Can you arrange every line of the listing below as a numbered list, skipping blank lines and keeping any pictures out of your answer?
************
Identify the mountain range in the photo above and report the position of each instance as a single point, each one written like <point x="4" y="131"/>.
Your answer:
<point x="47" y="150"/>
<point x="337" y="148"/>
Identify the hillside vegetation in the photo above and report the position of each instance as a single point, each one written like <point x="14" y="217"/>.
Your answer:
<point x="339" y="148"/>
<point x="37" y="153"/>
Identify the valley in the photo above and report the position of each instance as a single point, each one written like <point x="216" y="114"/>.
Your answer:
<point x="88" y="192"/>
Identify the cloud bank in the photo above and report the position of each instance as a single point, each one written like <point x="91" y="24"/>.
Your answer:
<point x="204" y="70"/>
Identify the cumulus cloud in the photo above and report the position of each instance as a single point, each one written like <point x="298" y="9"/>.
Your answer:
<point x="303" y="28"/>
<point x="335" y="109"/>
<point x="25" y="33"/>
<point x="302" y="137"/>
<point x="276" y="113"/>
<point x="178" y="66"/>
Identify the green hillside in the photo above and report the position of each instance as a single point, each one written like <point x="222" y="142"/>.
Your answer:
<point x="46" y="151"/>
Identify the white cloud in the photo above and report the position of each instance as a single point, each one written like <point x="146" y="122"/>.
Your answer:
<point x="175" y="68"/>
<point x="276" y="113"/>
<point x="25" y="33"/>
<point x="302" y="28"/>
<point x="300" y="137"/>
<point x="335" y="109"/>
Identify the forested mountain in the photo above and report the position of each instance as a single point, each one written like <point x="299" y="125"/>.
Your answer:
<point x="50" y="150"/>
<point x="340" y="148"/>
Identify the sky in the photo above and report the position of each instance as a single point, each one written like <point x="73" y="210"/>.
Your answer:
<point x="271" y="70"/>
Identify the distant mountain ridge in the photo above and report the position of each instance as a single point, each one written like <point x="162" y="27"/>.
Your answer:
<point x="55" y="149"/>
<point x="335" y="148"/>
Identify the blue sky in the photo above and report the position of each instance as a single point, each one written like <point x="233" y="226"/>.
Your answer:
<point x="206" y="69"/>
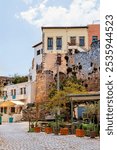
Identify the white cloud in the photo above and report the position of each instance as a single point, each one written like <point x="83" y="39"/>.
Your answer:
<point x="80" y="12"/>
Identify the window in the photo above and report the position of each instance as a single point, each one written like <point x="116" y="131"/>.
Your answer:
<point x="81" y="41"/>
<point x="38" y="52"/>
<point x="94" y="38"/>
<point x="50" y="43"/>
<point x="58" y="43"/>
<point x="13" y="92"/>
<point x="22" y="90"/>
<point x="73" y="40"/>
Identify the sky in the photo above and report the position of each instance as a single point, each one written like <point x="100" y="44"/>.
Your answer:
<point x="21" y="22"/>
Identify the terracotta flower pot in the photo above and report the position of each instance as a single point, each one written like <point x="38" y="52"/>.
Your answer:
<point x="37" y="129"/>
<point x="64" y="131"/>
<point x="31" y="130"/>
<point x="48" y="130"/>
<point x="92" y="134"/>
<point x="80" y="132"/>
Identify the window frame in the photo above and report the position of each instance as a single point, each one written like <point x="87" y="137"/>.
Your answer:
<point x="81" y="43"/>
<point x="50" y="44"/>
<point x="94" y="39"/>
<point x="73" y="41"/>
<point x="58" y="43"/>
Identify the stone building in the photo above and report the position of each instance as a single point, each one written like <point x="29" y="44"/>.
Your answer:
<point x="73" y="42"/>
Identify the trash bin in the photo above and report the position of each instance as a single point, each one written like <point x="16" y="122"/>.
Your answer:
<point x="10" y="119"/>
<point x="0" y="119"/>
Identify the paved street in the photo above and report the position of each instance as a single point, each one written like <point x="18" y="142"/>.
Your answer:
<point x="14" y="136"/>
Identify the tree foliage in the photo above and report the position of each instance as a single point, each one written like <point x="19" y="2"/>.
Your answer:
<point x="59" y="99"/>
<point x="19" y="79"/>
************
**Answer to this task**
1. Identify the mountain range in the photo above and report the position of each instance as a single point, each one written like <point x="4" y="131"/>.
2. Your answer:
3. <point x="47" y="150"/>
4. <point x="337" y="148"/>
5. Identify the hillside vegetation in the photo above and report the position of each instance as a single point, each one written like <point x="14" y="217"/>.
6. Your answer:
7. <point x="339" y="148"/>
8. <point x="37" y="153"/>
9. Identify the valley in the photo above and report the position of each instance as a single point, each one written like <point x="216" y="114"/>.
10. Your answer:
11. <point x="88" y="192"/>
12. Identify the cloud bank in the photo above and report the position of each instance as a single point, each one written like <point x="91" y="24"/>.
13. Your answer:
14. <point x="204" y="70"/>
15. Identify the cumulus cloud in the photo above and report the position of each instance as a single point, each one written like <point x="298" y="9"/>.
16. Your answer:
17. <point x="303" y="28"/>
18. <point x="335" y="109"/>
19. <point x="25" y="33"/>
20. <point x="302" y="137"/>
21. <point x="276" y="113"/>
22. <point x="178" y="66"/>
23. Identify the green hillside in the photo above and report the position of each instance as a single point, each one written like <point x="222" y="142"/>.
24. Your answer:
25. <point x="46" y="151"/>
26. Identify the white cloud in the photo above and report the position of each instance as a single point, each one written like <point x="146" y="122"/>.
27. Your answer:
28. <point x="175" y="68"/>
29. <point x="276" y="113"/>
30. <point x="25" y="33"/>
31. <point x="302" y="28"/>
32. <point x="300" y="137"/>
33. <point x="335" y="109"/>
34. Identify the forested mountain in the photo above and report the position of each instance as a single point, each one written like <point x="299" y="125"/>.
35. Your answer:
36. <point x="50" y="150"/>
37. <point x="340" y="148"/>
38. Identify the sky in the photo above and report the position of each instance as a single point, each one written like <point x="73" y="210"/>.
39. Your answer:
40. <point x="271" y="70"/>
41. Identify the distant mountain ridge in the photo above and report the position of each instance as a single point, each one written like <point x="162" y="27"/>.
42. Your answer:
43. <point x="55" y="149"/>
44. <point x="335" y="148"/>
45. Identify the blue sky in the photo above and report the position of each instance as a single point, each one written like <point x="233" y="226"/>.
46. Your answer:
47. <point x="206" y="69"/>
48. Identify the white cloud in the photo above and report the position of each instance as a single point, each one written like <point x="83" y="39"/>.
49. Your answer:
50. <point x="80" y="12"/>
51. Identify the window in the photo above and report the position of each instance as a single point, each one written like <point x="116" y="131"/>.
52. Your answer:
53. <point x="81" y="41"/>
54. <point x="38" y="52"/>
55. <point x="94" y="38"/>
56. <point x="50" y="43"/>
57. <point x="58" y="43"/>
58. <point x="13" y="92"/>
59. <point x="22" y="90"/>
60. <point x="73" y="40"/>
61. Identify the sky in the photo above and report the position of each instance as a single point, each one written like <point x="100" y="44"/>.
62. Your answer:
63. <point x="21" y="22"/>
64. Identify the terracotta flower pot in the photo above and report the position of each instance as a single point, each one written like <point x="38" y="52"/>.
65. Your answer:
66. <point x="37" y="129"/>
67. <point x="64" y="131"/>
68. <point x="31" y="130"/>
69. <point x="48" y="130"/>
70. <point x="92" y="134"/>
71. <point x="80" y="132"/>
72. Identify the window frame in the photo above and report the position of each instance as a single point, each one written like <point x="87" y="137"/>.
73. Your answer:
74. <point x="81" y="43"/>
75. <point x="50" y="44"/>
76. <point x="94" y="39"/>
77. <point x="73" y="41"/>
78. <point x="58" y="43"/>
79. Identify the stone building in the photo above and report the position of each instance as a single point, each one written like <point x="29" y="44"/>.
80. Your answer:
81. <point x="73" y="42"/>
82. Identify the trash bin in the photo above and report the position of each instance as a single point, each one written like <point x="16" y="122"/>.
83. Your answer:
84. <point x="10" y="119"/>
85. <point x="0" y="119"/>
86. Identify the paved street in the photo above and report the position of each instance as a single point, each one written like <point x="18" y="142"/>.
87. Your answer:
88. <point x="14" y="136"/>
89. Identify the tree foliage in the photo above and report the position of each instance as a single point, each one written like <point x="19" y="2"/>.
90. Your answer:
91. <point x="59" y="99"/>
92. <point x="19" y="79"/>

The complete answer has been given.